Task to carry out
Pick out every line below that contains the string "green" and copy each of those lines in full. Uppercase and lowercase count as different.

Information shown
○ ○ ○ ○

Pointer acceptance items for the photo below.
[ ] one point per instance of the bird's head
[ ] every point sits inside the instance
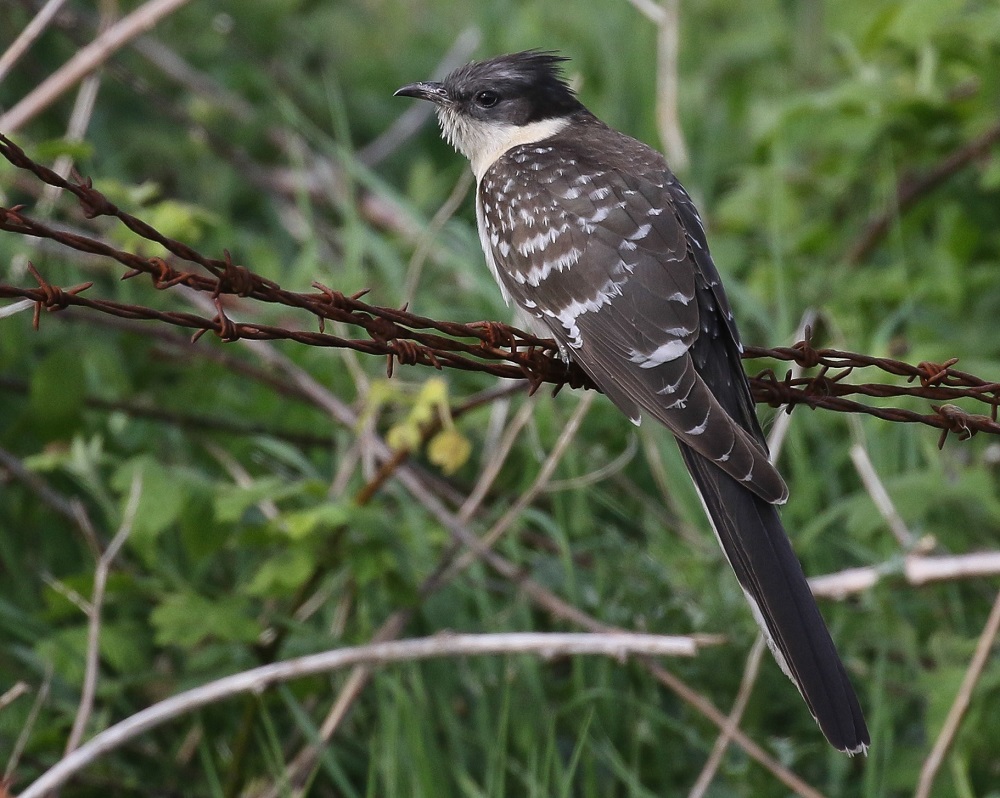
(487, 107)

○ ○ ○ ○

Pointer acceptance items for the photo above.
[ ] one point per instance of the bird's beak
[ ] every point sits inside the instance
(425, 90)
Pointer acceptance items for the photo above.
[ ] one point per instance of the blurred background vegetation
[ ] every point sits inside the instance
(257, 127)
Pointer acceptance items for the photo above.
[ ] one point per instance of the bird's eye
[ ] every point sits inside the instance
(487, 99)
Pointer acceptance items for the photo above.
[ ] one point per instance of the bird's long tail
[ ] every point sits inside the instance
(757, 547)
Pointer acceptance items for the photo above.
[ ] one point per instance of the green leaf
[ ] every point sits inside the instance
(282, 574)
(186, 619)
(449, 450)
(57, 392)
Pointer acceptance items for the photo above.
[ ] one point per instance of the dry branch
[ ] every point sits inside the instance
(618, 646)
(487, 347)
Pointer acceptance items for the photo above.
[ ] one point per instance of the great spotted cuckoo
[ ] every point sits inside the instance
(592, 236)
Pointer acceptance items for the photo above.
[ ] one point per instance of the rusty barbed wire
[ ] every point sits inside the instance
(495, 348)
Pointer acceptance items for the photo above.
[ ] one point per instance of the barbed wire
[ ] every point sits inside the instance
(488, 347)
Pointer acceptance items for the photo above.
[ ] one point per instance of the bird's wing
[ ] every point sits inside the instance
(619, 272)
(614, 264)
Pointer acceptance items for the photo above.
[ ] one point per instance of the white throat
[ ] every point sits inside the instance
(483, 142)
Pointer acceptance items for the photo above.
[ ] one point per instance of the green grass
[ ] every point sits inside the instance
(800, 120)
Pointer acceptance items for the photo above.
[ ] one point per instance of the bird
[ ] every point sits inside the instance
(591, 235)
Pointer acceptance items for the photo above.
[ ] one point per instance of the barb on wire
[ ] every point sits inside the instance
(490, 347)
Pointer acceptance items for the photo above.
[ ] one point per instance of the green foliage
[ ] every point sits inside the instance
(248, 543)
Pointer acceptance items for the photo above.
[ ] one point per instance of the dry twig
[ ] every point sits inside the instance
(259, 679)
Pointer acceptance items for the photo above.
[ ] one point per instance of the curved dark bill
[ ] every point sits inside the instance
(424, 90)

○ ○ ○ ○

Result of this exercise
[ ] one point per instance of the green leaf
[ ] one point per instance of the green grass
[ ] one point per instance of the green foliage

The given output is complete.